THE INPUT
--------------------------------------------------
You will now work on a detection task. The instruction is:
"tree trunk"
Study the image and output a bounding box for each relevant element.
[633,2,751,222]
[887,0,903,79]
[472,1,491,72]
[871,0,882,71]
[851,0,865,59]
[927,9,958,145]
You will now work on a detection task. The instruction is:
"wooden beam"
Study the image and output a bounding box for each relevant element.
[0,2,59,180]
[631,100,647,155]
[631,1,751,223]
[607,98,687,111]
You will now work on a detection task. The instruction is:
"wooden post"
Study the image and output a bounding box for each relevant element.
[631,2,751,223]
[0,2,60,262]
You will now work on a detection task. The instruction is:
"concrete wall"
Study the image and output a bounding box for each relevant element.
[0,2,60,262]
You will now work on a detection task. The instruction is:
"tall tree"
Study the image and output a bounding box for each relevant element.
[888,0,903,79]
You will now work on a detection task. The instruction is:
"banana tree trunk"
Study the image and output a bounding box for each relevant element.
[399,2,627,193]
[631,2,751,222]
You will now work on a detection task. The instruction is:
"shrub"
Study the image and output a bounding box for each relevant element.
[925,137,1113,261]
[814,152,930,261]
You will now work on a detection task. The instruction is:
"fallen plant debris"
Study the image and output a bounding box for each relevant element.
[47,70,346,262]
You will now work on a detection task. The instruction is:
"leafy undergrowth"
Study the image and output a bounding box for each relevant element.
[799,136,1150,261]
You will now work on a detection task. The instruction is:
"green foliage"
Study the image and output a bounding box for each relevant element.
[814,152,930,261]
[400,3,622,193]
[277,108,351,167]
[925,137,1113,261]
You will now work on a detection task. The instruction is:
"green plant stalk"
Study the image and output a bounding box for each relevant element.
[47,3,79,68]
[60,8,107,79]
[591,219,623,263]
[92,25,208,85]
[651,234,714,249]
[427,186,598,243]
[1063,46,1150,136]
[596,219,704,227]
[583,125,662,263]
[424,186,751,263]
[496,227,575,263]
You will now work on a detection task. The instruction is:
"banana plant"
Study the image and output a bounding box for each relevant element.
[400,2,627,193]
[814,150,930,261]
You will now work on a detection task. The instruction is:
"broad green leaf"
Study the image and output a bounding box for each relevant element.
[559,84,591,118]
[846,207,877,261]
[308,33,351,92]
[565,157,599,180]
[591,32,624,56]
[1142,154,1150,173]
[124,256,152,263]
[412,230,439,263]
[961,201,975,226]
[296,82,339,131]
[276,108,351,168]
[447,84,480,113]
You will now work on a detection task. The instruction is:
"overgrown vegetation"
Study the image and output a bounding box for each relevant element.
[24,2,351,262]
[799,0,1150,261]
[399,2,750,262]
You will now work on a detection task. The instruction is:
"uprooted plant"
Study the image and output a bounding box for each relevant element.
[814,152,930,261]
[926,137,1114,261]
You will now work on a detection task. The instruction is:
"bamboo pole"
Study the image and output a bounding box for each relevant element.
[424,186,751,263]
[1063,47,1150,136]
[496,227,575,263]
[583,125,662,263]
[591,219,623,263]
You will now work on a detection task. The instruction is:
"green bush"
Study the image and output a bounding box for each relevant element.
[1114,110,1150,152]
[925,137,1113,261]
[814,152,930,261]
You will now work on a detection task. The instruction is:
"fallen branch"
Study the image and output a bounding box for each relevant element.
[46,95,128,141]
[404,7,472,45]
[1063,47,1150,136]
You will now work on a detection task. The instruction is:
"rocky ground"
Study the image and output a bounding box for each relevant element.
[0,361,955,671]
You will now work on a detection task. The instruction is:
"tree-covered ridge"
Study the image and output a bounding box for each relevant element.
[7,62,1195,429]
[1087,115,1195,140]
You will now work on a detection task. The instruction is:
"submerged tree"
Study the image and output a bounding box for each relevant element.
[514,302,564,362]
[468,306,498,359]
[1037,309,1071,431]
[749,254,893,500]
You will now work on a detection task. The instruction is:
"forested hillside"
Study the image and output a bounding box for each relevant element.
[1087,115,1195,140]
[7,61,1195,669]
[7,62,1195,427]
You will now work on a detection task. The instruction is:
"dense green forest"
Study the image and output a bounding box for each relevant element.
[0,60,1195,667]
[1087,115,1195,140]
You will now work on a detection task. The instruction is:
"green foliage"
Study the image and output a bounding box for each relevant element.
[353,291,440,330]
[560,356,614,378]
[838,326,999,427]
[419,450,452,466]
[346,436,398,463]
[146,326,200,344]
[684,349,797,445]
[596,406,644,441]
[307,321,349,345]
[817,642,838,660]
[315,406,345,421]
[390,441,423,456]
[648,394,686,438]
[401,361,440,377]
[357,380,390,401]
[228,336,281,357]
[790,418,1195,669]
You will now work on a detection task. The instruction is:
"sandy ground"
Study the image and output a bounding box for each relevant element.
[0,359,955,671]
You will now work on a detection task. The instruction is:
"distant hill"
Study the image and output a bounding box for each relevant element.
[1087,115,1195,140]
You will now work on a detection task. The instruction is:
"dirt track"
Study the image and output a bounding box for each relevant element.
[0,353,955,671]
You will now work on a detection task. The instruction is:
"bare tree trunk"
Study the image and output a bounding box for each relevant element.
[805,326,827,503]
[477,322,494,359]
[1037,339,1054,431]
--------------------------------------------------
STATED GOAL
Transcribe every entry word for word.

ANSWER TO THIS TASK
You will now work on a detection task. The instruction is:
"tree trunk"
Study the image and output a bounding box for each relevant element.
[633,2,751,222]
[887,0,903,79]
[472,1,491,72]
[871,0,882,71]
[851,0,865,59]
[927,9,958,145]
You will now work on a detection task. The instruction is:
"wooden beam"
Study the image and output a bounding box for each relevant element.
[0,2,59,180]
[631,100,647,155]
[631,1,751,223]
[607,98,687,111]
You will now work on a detection task. The instruction is:
"wooden post"
Study the image and output a bounding box for each relevant element.
[631,2,751,223]
[0,2,60,262]
You will now work on a detection task. The instruction is:
"concrete wall"
Study the image and output a bounding box for each relevant element.
[0,2,60,262]
You will now work on a detection task. The instruction is:
"tall tree"
Study the image and output a bounding box for each relevant element.
[888,0,903,79]
You will now work on a detection task. The instruction is:
"banana tree trunk"
Study the image and output a bounding box for each relevant element.
[399,2,627,193]
[631,2,751,222]
You will now work on a detection task. The instruction is:
"shrub"
Study the image and output a bounding box for each relevant element.
[925,137,1113,261]
[814,152,930,261]
You will now work on a detection task. The instruction is:
"fallen plant debris"
Study the image and output a bounding box for each relevant element.
[47,70,346,262]
You will now work on a detection task. The instruction is:
"leafy undergrowth"
Study the image and output a bounding box for each relevant element.
[799,136,1150,261]
You will now work on a detection task. The instruction is:
"green foliage"
Study the image and output a bounding box for each relevant element.
[814,152,930,261]
[400,3,622,193]
[277,108,351,167]
[925,137,1113,261]
You will now work on a detection task. The instruction is:
"green plant stalk"
Study the image and output a bounding box for each relevant element.
[47,3,79,68]
[60,8,107,79]
[591,219,623,263]
[92,25,208,85]
[651,234,714,249]
[427,186,598,243]
[1063,46,1150,136]
[596,219,704,227]
[583,125,662,263]
[424,186,751,263]
[496,227,575,263]
You will now work on a detection task. The instruction is:
"banana plant"
Study the image and output a bounding box for each relevant element.
[400,2,627,193]
[814,150,930,261]
You will now work on a detection task. The instruction is:
"broad green leaf"
Study the image and output a bounding box for each relevant element.
[559,84,591,118]
[846,207,877,261]
[308,33,351,92]
[565,157,599,180]
[591,32,624,56]
[1142,154,1150,173]
[124,256,152,263]
[412,230,439,263]
[961,201,975,226]
[296,82,339,131]
[276,108,351,168]
[447,84,480,113]
You will now work on a detection task. The instruction is:
"overgrown vegetation"
Study the image and output a bounding box for each relevant element.
[24,2,351,262]
[799,0,1150,261]
[399,2,750,262]
You will now work on a detection task. The instruction is:
"uprooted plant"
Study the image and output a bounding box for each relevant element.
[814,152,930,261]
[926,137,1114,261]
You will now work on a detection task. The instruction is:
"bamboo pole"
Study the image and output a bounding box for each relevant element.
[424,186,751,263]
[1063,47,1150,136]
[496,227,575,263]
[583,125,662,263]
[591,219,623,263]
You will now work on a detection task. The instruction is:
"green bush"
Study the image and output a bounding box for each relevant element.
[1114,110,1150,152]
[925,137,1113,261]
[814,152,930,261]
You will now work on a detection task. The instruction is:
"fallen branch"
Study the image and output a bounding box for each relevant element.
[46,95,128,141]
[404,7,472,45]
[1063,47,1150,136]
You will now work on a detection task. The instruction is:
"rocky ground"
Study the image and output a bounding box for each relevant element.
[0,361,955,671]
You will now work on a detection task. The instruction is:
"tree-covered ridge"
Study the image and output a bounding box for each relevant element.
[7,62,1195,429]
[1087,115,1195,140]
You will now work on a detection task. The instruction is:
"submerged tree"
Study the image and output a bounding box for each relevant element.
[514,302,564,362]
[468,306,498,359]
[1037,309,1071,431]
[749,254,893,500]
You will now work on a detection task. The instruction is:
"forested hillside"
Study the image and output a bounding box for each relevant element.
[1087,115,1195,140]
[7,61,1195,669]
[7,62,1195,427]
You will now work on a detection task. The instruction is:
"dense green forest"
Study the image and output a bounding box for each relevant element.
[0,60,1195,667]
[1087,115,1195,140]
You will now work on a detection task. The instruction is:
"green foliage"
Study the image and output a bounding box for each relevant element.
[353,291,440,330]
[560,356,614,378]
[838,326,999,427]
[419,450,452,466]
[346,436,398,463]
[146,326,200,344]
[684,349,797,445]
[596,406,644,441]
[307,321,349,345]
[817,642,838,660]
[315,406,345,421]
[390,441,423,456]
[648,394,686,438]
[401,361,440,377]
[357,380,390,401]
[228,336,281,357]
[790,418,1195,669]
You will now work on a detection task. The instruction is:
"sandy ground"
Study the image and output a bounding box for each relevant element.
[0,359,955,671]
You will now work on a detection task. The instruction is:
"distant hill"
Study the image and output a bounding box for each relevant element.
[1087,115,1195,140]
You will now work on a detection task. The instruction is:
"dirt track"
Study the image and output a bounding box for each relevant element.
[0,353,955,671]
You will now work on a detection task. The instruction is:
"bare tree trunk"
Study the image and output a bounding box for each relevant element.
[805,326,827,503]
[477,322,494,359]
[1037,339,1054,431]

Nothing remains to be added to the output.